───── Text segment
The Guardian took cognizance that Malawi had been hit by three cyclones within 13 months, and while trying to build back from Cyclone Idai in 2019, came Cyclones Ana and Gombe in 2022, then the CoVID-19 pandemic, followed by cholera outbreak — now Freddy.
“We are in a perpetual cycle of trying to pull ourselves up and getting knocked back down,” Chakwera told The Guardian.
It further reports that Cyclone Freddy first developed off Australia in early February and travelled almost 5,000 miles across the Indian Ocean, making landfall twice in south-east Africa — bringing torrential rains, high winds and killing more than 700 people across Mozambique, Madagascar, Zimbabwe and Malawi, including 16 onboard a Taiwanese-flagged ship.
As it dissipated on March 15, meteorologists said it was the longest-lasting and most travelled tropical cyclone ever recorded.
Chakwera further told The Guardian when he visited Queen Elizabeth Central Hospital that: “It is clear there will be psychological as well as social needs because of the depth of trauma people have suffered. Even the doctors need support as well after dealing with so much trauma.
“Once the rains subside, we will need to help these families stand on their own two feet. We need roads, we need hospitals and schools. Otherwise we are in big trouble. Malawian people to their credit are resilient people. So many of them grow up poor, it’s part of life.
“This is what we were trying to change. To give hope that Malawi can become a developed nation with industrialisation, to give young people more of a future than sustenance farming, to have modern sustainable agriculture. This is the vision we wanted to be casting, a country that can stand on its own feet.”
The Guardian then highlighted as background that in February, Nick Hepworth, executive director of Water Witness International, criticised the British government for slashing its contribution to the £90m Building Resilience and Adaptation to Climate Extremes and Disasters programme, known as BRACC in Malawi as part of the UK’s 2021 cut to the aid budget from 0.7% to 0.5% of GDP.
And Chakwera reacted to this by saying: “We understand that the British government has had its own problems. But from 2015 to the moment, the help that has come from the British government has significantly been reduced.
──────────
───── Data shown
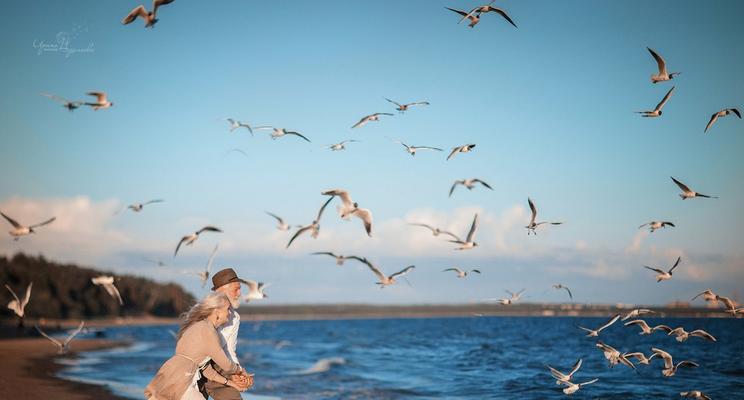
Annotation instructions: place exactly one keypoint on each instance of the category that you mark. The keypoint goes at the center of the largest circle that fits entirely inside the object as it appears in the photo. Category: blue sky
(549, 105)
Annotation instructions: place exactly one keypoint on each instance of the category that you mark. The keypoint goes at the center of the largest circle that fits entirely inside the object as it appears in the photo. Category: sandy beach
(30, 371)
──────────
*Set of tasks*
(a) In the Cyclone Freddy article, how far did Cyclone Freddy travel across the Indian Ocean?
(b) Please reproduce the Cyclone Freddy article word for word from "Chakwera further told" to "part of life.".
(c) Continue the Cyclone Freddy article from its last sentence.

*Responses per task*
(a) Almost 5,000 miles.

(b)
Chakwera further told The Guardian when he visited Queen Elizabeth Central Hospital that: “It is clear there will be psychological as well as social needs because of the depth of trauma people have suffered. Even the doctors need support as well after dealing with so much trauma.
“Once the rains subside, we will need to help these families stand on their own two feet. We need roads, we need hospitals and schools. Otherwise we are in big trouble. Malawian people to their credit are resilient people. So many of them grow up poor, it’s part of life.

(c)
“We need help, significant help from everyone, but we cannot necessarily be pointing the finger at one government because we understand everybody has troubles.
“The devastation and impact of this is the worst yet we have seen – many people have told me they have never seen anything like this in their lifetime.”
The British Minister for development and Africa, Andrew Mitchell told the media that 27 members of the UK International Search & Rescue team and six emergency medical personnel had been dispatched for Malawi, which were handed over the boats to President Chakwera by acting British High Commissioner Sophia Willitts-King in Nsanje.
The international community continues to assist in the relief and recovery process as Department of Disaster Management Affairs (DoDMA) continues to remind the public, development partners and all stakeholders that affected people in clusters (sector working groups), require various relief items such as:
* Shelter (tarpaulin (4x6m), family tents/big tents; plastic sheet (120 micron), blankets, sleeping mats);
* Protection (clothes, lighting lamps, dignity kits);
* Heath (mosquito nets, mobile clinic services;
* Non-food items (plates, cups, pots);
* WASH (mobile toilets, water treatment chemicals, soap, buckets);
* Food & nutrition (maize/maize flour); corn soya blend, ready to use therapeutic food, cooking oil, pulses (beans, peas etc), soya pieces dry fish/kapenta, sugar, salt).